(Mask labeling examples)
%%

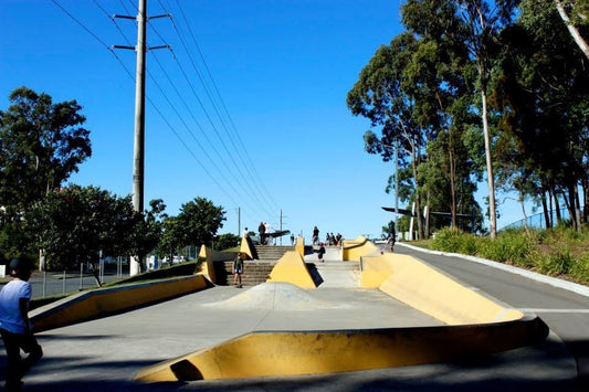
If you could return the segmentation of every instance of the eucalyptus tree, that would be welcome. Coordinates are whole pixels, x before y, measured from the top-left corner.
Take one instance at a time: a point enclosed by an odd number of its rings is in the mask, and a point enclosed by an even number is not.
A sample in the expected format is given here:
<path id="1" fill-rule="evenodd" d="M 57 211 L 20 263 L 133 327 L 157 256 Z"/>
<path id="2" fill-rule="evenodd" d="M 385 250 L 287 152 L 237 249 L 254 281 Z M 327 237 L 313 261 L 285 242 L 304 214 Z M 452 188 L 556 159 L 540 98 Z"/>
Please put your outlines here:
<path id="1" fill-rule="evenodd" d="M 408 0 L 402 21 L 410 31 L 431 39 L 450 40 L 463 45 L 476 67 L 476 87 L 481 97 L 480 117 L 485 140 L 490 200 L 490 232 L 496 236 L 496 202 L 488 114 L 488 87 L 496 66 L 498 35 L 512 23 L 518 0 Z"/>
<path id="2" fill-rule="evenodd" d="M 136 224 L 130 197 L 118 198 L 97 187 L 70 186 L 50 191 L 24 215 L 31 250 L 43 250 L 46 268 L 71 269 L 82 263 L 94 266 L 96 283 L 99 254 L 127 253 Z"/>
<path id="3" fill-rule="evenodd" d="M 196 198 L 180 208 L 180 213 L 170 226 L 177 239 L 177 246 L 210 245 L 217 232 L 223 227 L 225 212 L 222 206 L 214 205 L 211 200 Z"/>
<path id="4" fill-rule="evenodd" d="M 86 118 L 76 100 L 19 87 L 0 110 L 0 205 L 7 223 L 59 189 L 92 155 Z"/>
<path id="5" fill-rule="evenodd" d="M 503 160 L 504 177 L 515 173 L 511 182 L 543 203 L 547 221 L 547 200 L 558 205 L 560 194 L 580 229 L 578 186 L 585 199 L 589 191 L 589 63 L 553 6 L 522 1 L 517 24 L 505 31 L 509 52 L 493 99 L 503 113 L 497 146 L 512 161 Z"/>
<path id="6" fill-rule="evenodd" d="M 157 250 L 164 233 L 166 204 L 161 199 L 149 201 L 149 210 L 144 213 L 135 212 L 135 225 L 126 236 L 124 254 L 135 257 L 141 271 L 146 269 L 145 256 Z"/>
<path id="7" fill-rule="evenodd" d="M 401 33 L 390 45 L 380 46 L 348 92 L 347 105 L 353 115 L 368 118 L 372 127 L 381 127 L 381 137 L 372 131 L 365 135 L 365 148 L 369 153 L 380 153 L 388 161 L 397 145 L 401 166 L 407 165 L 404 157 L 411 157 L 418 233 L 421 239 L 424 232 L 418 167 L 431 129 L 423 128 L 416 121 L 413 113 L 417 97 L 408 92 L 403 76 L 417 47 L 418 42 L 411 33 Z"/>
<path id="8" fill-rule="evenodd" d="M 585 56 L 589 59 L 589 45 L 583 36 L 587 36 L 587 27 L 589 25 L 589 0 L 555 0 L 556 9 L 562 22 L 567 27 L 570 36 L 575 43 L 582 51 Z"/>

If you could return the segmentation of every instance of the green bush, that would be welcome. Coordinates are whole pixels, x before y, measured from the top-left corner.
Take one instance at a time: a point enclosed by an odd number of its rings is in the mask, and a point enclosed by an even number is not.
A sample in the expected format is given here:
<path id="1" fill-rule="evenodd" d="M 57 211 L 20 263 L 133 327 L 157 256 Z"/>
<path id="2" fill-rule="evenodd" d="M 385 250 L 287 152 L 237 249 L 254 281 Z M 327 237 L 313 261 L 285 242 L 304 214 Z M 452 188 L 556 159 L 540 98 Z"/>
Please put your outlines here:
<path id="1" fill-rule="evenodd" d="M 456 229 L 442 229 L 435 233 L 432 248 L 441 252 L 460 253 L 465 234 Z"/>
<path id="2" fill-rule="evenodd" d="M 575 279 L 589 283 L 589 254 L 585 253 L 570 266 L 570 276 Z"/>
<path id="3" fill-rule="evenodd" d="M 535 247 L 534 236 L 525 231 L 513 230 L 501 233 L 495 241 L 485 239 L 478 248 L 478 255 L 499 263 L 519 266 L 529 265 L 529 255 Z"/>
<path id="4" fill-rule="evenodd" d="M 538 255 L 535 259 L 536 271 L 549 276 L 567 275 L 575 264 L 575 258 L 566 250 Z"/>

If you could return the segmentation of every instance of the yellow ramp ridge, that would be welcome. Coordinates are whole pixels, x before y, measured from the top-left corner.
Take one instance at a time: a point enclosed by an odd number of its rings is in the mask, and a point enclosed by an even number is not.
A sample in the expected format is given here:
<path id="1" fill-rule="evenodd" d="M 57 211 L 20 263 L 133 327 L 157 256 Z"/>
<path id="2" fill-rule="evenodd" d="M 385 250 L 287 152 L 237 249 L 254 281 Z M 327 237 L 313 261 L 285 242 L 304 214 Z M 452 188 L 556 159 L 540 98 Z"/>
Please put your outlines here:
<path id="1" fill-rule="evenodd" d="M 317 287 L 298 252 L 286 252 L 272 268 L 266 282 L 286 282 L 302 288 Z"/>
<path id="2" fill-rule="evenodd" d="M 541 341 L 537 317 L 474 326 L 260 331 L 140 370 L 136 381 L 322 374 L 449 361 Z"/>
<path id="3" fill-rule="evenodd" d="M 83 322 L 194 293 L 208 287 L 202 275 L 102 288 L 64 298 L 31 311 L 35 332 Z"/>
<path id="4" fill-rule="evenodd" d="M 360 278 L 362 287 L 378 287 L 448 325 L 508 321 L 524 316 L 407 255 L 362 257 Z"/>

%%

YOUR GOAL:
Format the material above as a two-column CSV with the headers request and answer, one row per request, covering all of it. Put each text in a single quoted field, turn line breaks into spaces, and leave out the pictures.

TASK ANSWER:
request,answer
"If you could return the segmentation of every instance of the eucalyptus tree, that would be welcome. Coordinates are whole pixels, x before y, measured from the top-left corner. Take one instance at a time: a point enclosed by an odd number of its rings is in the mask, and a point enclosed by an even number is not. A sample in the expected format is given here: <path id=""1"" fill-rule=""evenodd"" d=""M 57 211 L 20 263 L 133 327 L 157 256 Z""/> <path id=""2"" fill-rule=""evenodd"" d=""M 385 250 L 287 152 L 237 249 L 254 281 Z M 327 237 L 313 261 L 285 242 L 304 214 Z M 452 188 L 556 159 L 540 98 Z""/> Please put your outlines here:","<path id=""1"" fill-rule=""evenodd"" d=""M 408 0 L 402 21 L 410 31 L 431 39 L 450 40 L 463 45 L 476 67 L 476 87 L 481 97 L 480 117 L 485 140 L 490 200 L 490 232 L 496 236 L 496 202 L 488 114 L 488 87 L 496 66 L 498 35 L 512 23 L 518 0 Z""/> <path id=""2"" fill-rule=""evenodd"" d=""M 136 224 L 130 197 L 118 198 L 97 187 L 70 186 L 50 191 L 24 215 L 31 250 L 43 250 L 46 268 L 71 269 L 82 263 L 94 266 L 96 283 L 99 254 L 127 253 Z""/> <path id=""3"" fill-rule=""evenodd"" d=""M 196 198 L 180 208 L 180 213 L 170 226 L 177 239 L 177 246 L 210 245 L 217 232 L 223 227 L 225 212 L 222 206 L 214 205 L 211 200 Z""/> <path id=""4"" fill-rule=""evenodd"" d=""M 86 118 L 76 100 L 19 87 L 0 110 L 0 205 L 7 223 L 59 189 L 92 155 Z""/> <path id=""5"" fill-rule=""evenodd"" d=""M 503 160 L 504 177 L 515 173 L 511 182 L 543 203 L 547 221 L 547 200 L 558 205 L 560 194 L 580 229 L 578 186 L 585 199 L 589 191 L 589 63 L 553 6 L 522 1 L 517 24 L 505 31 L 509 52 L 493 99 L 503 113 L 497 146 L 512 161 Z""/> <path id=""6"" fill-rule=""evenodd"" d=""M 157 250 L 164 233 L 166 204 L 161 199 L 149 201 L 149 210 L 144 213 L 135 212 L 135 225 L 126 236 L 124 254 L 135 257 L 141 271 L 146 269 L 145 256 Z""/> <path id=""7"" fill-rule=""evenodd"" d=""M 401 33 L 390 45 L 380 46 L 348 92 L 347 105 L 353 115 L 368 118 L 372 127 L 381 127 L 381 137 L 372 131 L 365 135 L 365 148 L 369 153 L 380 153 L 388 161 L 397 145 L 401 166 L 407 165 L 404 157 L 411 157 L 418 233 L 421 239 L 424 232 L 418 167 L 431 129 L 423 128 L 416 121 L 413 113 L 417 97 L 408 92 L 403 76 L 417 47 L 418 42 L 411 33 Z""/> <path id=""8"" fill-rule=""evenodd"" d=""M 585 56 L 589 59 L 589 45 L 583 36 L 587 36 L 587 27 L 589 25 L 589 0 L 555 0 L 556 9 L 562 22 L 567 27 L 570 36 L 575 43 L 582 51 Z""/>"
"If you could return the segmentation of every instance of the green bush, that would be welcome. Coordinates are whole pixels, x before y, measured from the top-left corner. Take one instance at a time: a point enclosed by an odd number of its rings is in the mask, and a point enclosed by an even number is not. A sample in the expected format is given here: <path id=""1"" fill-rule=""evenodd"" d=""M 57 211 L 20 263 L 133 327 L 157 256 Z""/> <path id=""2"" fill-rule=""evenodd"" d=""M 385 250 L 287 152 L 237 249 L 254 281 Z M 327 237 L 313 261 L 285 242 L 304 214 Z M 452 188 L 556 159 L 540 98 Z""/> Please put your outlines here:","<path id=""1"" fill-rule=""evenodd"" d=""M 456 229 L 442 229 L 435 233 L 432 248 L 441 252 L 460 253 L 465 234 Z""/> <path id=""2"" fill-rule=""evenodd"" d=""M 575 279 L 589 283 L 589 254 L 585 253 L 570 266 L 570 276 Z""/> <path id=""3"" fill-rule=""evenodd"" d=""M 535 247 L 534 236 L 525 231 L 513 230 L 501 233 L 495 241 L 485 239 L 478 248 L 478 255 L 499 263 L 519 266 L 529 265 L 529 255 Z""/> <path id=""4"" fill-rule=""evenodd"" d=""M 538 255 L 535 259 L 536 271 L 549 276 L 567 275 L 575 264 L 575 258 L 566 250 Z""/>"
"If you could return the segmentation of every instance of the yellow ramp ridge, that would be welcome. Coordinates are whole pixels, x before y, measured from the top-left corner. Take one instance at a time: a point enclosed by an odd number of its rings is in the mask, and a point enclosed by an even number is not. A sample in the expected format is given here: <path id=""1"" fill-rule=""evenodd"" d=""M 57 211 L 20 263 L 133 327 L 157 256 Z""/> <path id=""2"" fill-rule=""evenodd"" d=""M 385 250 L 287 152 L 237 249 L 254 281 Z M 327 237 L 313 261 L 285 242 L 304 214 Z M 452 188 L 556 159 L 540 98 Z""/> Please put your outlines here:","<path id=""1"" fill-rule=""evenodd"" d=""M 317 287 L 298 252 L 286 252 L 272 268 L 266 282 L 286 282 L 302 288 Z""/> <path id=""2"" fill-rule=""evenodd"" d=""M 541 341 L 537 317 L 474 326 L 260 331 L 140 370 L 136 381 L 322 374 L 449 361 Z""/> <path id=""3"" fill-rule=""evenodd"" d=""M 83 322 L 194 293 L 208 287 L 202 275 L 102 288 L 64 298 L 31 311 L 35 332 Z""/> <path id=""4"" fill-rule=""evenodd"" d=""M 360 278 L 362 287 L 378 287 L 448 325 L 508 321 L 524 316 L 407 255 L 362 257 Z""/>"